:: Record set ::

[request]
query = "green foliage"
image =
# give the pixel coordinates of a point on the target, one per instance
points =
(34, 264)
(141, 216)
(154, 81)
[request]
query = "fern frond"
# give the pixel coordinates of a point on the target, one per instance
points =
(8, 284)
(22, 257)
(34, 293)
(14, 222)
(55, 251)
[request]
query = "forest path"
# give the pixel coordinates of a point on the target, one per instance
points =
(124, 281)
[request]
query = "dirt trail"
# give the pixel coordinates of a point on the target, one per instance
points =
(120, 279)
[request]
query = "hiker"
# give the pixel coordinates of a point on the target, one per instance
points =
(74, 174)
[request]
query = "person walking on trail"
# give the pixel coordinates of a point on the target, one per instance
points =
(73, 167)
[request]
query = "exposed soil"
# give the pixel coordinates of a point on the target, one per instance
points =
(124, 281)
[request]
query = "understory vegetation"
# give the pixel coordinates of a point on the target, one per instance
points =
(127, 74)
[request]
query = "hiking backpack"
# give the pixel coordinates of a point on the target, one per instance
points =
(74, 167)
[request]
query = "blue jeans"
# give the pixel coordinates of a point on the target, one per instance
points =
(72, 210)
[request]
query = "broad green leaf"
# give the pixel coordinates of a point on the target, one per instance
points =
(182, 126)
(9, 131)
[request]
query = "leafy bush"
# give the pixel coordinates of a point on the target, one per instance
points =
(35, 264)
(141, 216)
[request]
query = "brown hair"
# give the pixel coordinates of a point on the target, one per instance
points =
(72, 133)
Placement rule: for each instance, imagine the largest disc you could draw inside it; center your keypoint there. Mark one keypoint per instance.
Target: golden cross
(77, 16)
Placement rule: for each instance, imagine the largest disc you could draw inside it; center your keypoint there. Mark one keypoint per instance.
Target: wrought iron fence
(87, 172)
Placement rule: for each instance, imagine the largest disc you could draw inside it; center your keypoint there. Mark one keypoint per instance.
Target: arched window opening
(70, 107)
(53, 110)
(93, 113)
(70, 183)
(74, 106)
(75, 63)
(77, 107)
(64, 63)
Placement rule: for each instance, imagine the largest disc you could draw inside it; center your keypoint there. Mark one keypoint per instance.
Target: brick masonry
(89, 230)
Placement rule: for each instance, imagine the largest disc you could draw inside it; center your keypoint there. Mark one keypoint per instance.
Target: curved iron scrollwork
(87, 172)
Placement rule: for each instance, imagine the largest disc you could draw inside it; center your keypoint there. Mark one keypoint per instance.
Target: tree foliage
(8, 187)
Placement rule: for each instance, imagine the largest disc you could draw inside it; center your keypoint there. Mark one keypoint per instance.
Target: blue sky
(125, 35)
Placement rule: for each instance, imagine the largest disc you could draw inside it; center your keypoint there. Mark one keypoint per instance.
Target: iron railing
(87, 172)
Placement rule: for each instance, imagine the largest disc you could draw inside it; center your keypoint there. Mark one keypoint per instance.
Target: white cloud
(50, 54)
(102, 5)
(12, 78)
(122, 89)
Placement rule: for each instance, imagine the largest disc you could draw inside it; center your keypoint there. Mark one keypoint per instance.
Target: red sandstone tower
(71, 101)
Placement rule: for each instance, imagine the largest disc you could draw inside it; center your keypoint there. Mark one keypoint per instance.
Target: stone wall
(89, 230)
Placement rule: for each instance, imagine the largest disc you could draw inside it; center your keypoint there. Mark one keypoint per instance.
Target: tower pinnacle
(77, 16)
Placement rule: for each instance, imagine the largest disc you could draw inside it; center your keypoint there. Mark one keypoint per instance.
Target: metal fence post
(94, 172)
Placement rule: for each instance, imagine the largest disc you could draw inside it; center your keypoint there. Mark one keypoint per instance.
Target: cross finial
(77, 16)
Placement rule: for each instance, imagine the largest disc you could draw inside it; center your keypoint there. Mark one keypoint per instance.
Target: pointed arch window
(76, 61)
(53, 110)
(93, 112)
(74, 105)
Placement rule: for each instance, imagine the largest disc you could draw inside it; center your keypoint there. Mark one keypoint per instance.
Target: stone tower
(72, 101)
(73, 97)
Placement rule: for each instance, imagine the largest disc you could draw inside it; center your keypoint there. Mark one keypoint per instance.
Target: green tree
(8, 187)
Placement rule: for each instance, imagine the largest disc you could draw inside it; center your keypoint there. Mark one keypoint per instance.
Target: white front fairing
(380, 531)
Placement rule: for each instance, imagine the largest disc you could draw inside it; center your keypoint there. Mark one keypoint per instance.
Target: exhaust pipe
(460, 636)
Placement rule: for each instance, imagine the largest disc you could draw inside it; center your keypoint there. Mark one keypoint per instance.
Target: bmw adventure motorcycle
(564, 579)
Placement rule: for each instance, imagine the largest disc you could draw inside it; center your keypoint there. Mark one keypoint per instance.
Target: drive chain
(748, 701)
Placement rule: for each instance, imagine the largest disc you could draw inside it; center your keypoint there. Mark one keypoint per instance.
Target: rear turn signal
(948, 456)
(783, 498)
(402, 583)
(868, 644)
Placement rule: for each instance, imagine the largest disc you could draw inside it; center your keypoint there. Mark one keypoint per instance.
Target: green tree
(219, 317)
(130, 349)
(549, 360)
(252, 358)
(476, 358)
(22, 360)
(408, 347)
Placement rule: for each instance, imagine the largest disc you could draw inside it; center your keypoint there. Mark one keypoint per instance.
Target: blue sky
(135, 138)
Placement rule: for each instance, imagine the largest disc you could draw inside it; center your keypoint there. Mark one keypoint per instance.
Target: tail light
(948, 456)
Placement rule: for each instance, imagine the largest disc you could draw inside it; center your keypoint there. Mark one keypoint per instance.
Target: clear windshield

:::

• Short task: Can you reproduce all the material exactly?

• Result of the exercise:
[request]
query = "green foliage"
image =
# give the pixel coordinates of a point on the target, one per instance
points =
(34, 264)
(141, 216)
(154, 81)
[request]
query = "fern frond"
# give the pixel coordinates of a point on the target, one per instance
points =
(8, 284)
(22, 257)
(34, 293)
(14, 222)
(55, 251)
[request]
query = "forest path"
# give the pixel coordinates of a point on the target, one per instance
points =
(124, 281)
[request]
query = "dirt trail"
# give the pixel coordinates of a point on the target, one per instance
points =
(120, 279)
[request]
query = "hiker"
# give the pixel coordinates of a point on the target, one per instance
points =
(74, 174)
[request]
query = "person walking on trail"
# give the pixel coordinates of a point on the target, one per instance
points =
(73, 167)
[request]
query = "exposed soil"
# give the pixel coordinates of a point on the target, one per instance
points =
(124, 281)
[request]
query = "understory vegetation"
# give the pixel coordinates of a point on the target, one per instance
points =
(127, 74)
[request]
query = "hiking backpack"
# give the pixel coordinates of a point on the target, one per instance
points =
(74, 167)
[request]
query = "blue jeans"
# give the pixel coordinates of a point on the target, one per instance
points =
(72, 210)
[request]
query = "broad green leaf"
# give the pixel coordinates of a point on the target, one per instance
points =
(182, 126)
(9, 131)
[request]
query = "leafy bush"
# give the pixel coordinates of a point on the target, one per instance
points =
(35, 264)
(141, 216)
[request]
query = "brown hair"
# give the pixel coordinates of a point on the target, one per instance
points =
(72, 133)
Placement rule: for each instance, imagine the largest disc you could draw inside it; center your keypoint there. Mark one keypoint per instance.
Target: golden cross
(77, 16)
Placement rule: for each instance, imagine the largest disc you could draw inside it; center your keypoint there. Mark one keypoint per instance.
Target: wrought iron fence
(87, 172)
Placement rule: for each instance, imagine the largest disc you could draw inside it; center your keypoint there. Mark one keypoint per instance.
Target: arched window opening
(70, 107)
(53, 110)
(93, 113)
(70, 183)
(74, 106)
(75, 63)
(77, 107)
(64, 63)
Placement rule: for each instance, imagine the largest disc you could draw inside it; center your keypoint there. Mark one keypoint per instance.
Target: brick masonry
(89, 230)
Placement rule: for each instance, imagine the largest disc you could draw inside it; center your keypoint there. Mark one keypoint per instance.
Target: curved iron scrollwork
(87, 172)
Placement rule: for each instance, imagine the largest disc you could draw inside it; center your keypoint there. Mark one keypoint per instance.
Target: tree foliage
(8, 187)
Placement rule: for each instance, imagine the largest disc you could draw inside it; center your keypoint there. Mark one keypoint per instance.
Target: blue sky
(125, 35)
Placement rule: for each instance, imagine the largest disc you could draw inside it; center your keypoint there. Mark one keypoint per instance.
Target: iron railing
(87, 172)
Placement rule: for each instance, imagine the largest disc you could draw inside it; center your keypoint there. Mark one keypoint per instance.
Target: white cloud
(50, 54)
(102, 5)
(12, 78)
(122, 89)
Placement rule: for each instance, imagine the largest disc you could draw inside it; center your keypoint there. Mark one keypoint per instance.
Target: red sandstone tower
(71, 101)
Placement rule: for each instance, imagine the largest disc you could draw inside it; center your keypoint there. Mark one keypoint per instance.
Target: stone wall
(89, 230)
Placement rule: for each instance, imagine the largest disc you could draw inside it; center your keypoint there. Mark one keypoint per instance.
Target: tower pinnacle
(77, 16)
Placement rule: for each instance, imagine the largest disc you could draw inside it; center your keypoint there. Mark one keypoint per instance.
Target: metal fence post
(94, 172)
Placement rule: for each instance, imagine the largest disc you could draw inside it; center your keypoint there. Mark one keypoint per instance.
Target: cross finial
(77, 16)
Placement rule: for each instance, imagine the largest disc you could draw inside it; center your keypoint there. Mark one keypoint per instance.
Target: pointed arch window
(76, 61)
(53, 110)
(93, 112)
(74, 105)
Placement rule: for each instance, imagine the largest disc you could draw inside it; center your keypoint there. Mark one keypoint per instance.
Target: stone tower
(72, 101)
(73, 97)
Placement rule: for each instance, imagine the largest disc you could draw inside it; center your keypoint there. Mark one keypoint per instance.
Target: green tree
(8, 187)
Placement rule: for each instance, imagine the largest disc you could draw inside it; center your keypoint there. Mark one keypoint per instance.
Target: white front fairing
(380, 531)
Placement rule: for each instance, imagine the largest disc you could draw inside it; center your keypoint there. Mark one keypoint per instance.
Target: exhaust pipe
(460, 636)
Placement rule: for each instance, imagine the largest disc you could draw inside it; center your keypoint there. Mark one keypoint per instance.
Target: bmw adventure motorcycle
(564, 579)
Placement rule: for each instance, imagine the largest disc you could draw inside it; center your keypoint there. Mark one keypoint per instance.
Target: drive chain
(748, 701)
Placement rule: for each instance, imagine the largest disc you could draw inside it; center your keypoint there. Mark one keypoint per instance.
Target: rear turn signal
(948, 456)
(783, 498)
(402, 583)
(868, 644)
Placement rule: for each instance, imagine the largest disc you could draw inside it; center your keypoint there. Mark one keypoint per instance.
Target: green tree
(219, 317)
(130, 349)
(549, 360)
(252, 358)
(476, 358)
(22, 360)
(408, 347)
Placement rule: for each instance, imagine the largest disc you could draw inside it; center your keypoint there. Mark one keypoint per instance.
Target: blue sky
(135, 138)
Placement rule: for each instance, imagine the largest disc you could draw inside it; center your keypoint there. Mark one keypoint per instance.
Target: tail light
(948, 456)
Placement rule: for each instance, imagine the largest disc you could draw inside it; center your keypoint there. Mark one keypoint per instance.
Target: clear windshield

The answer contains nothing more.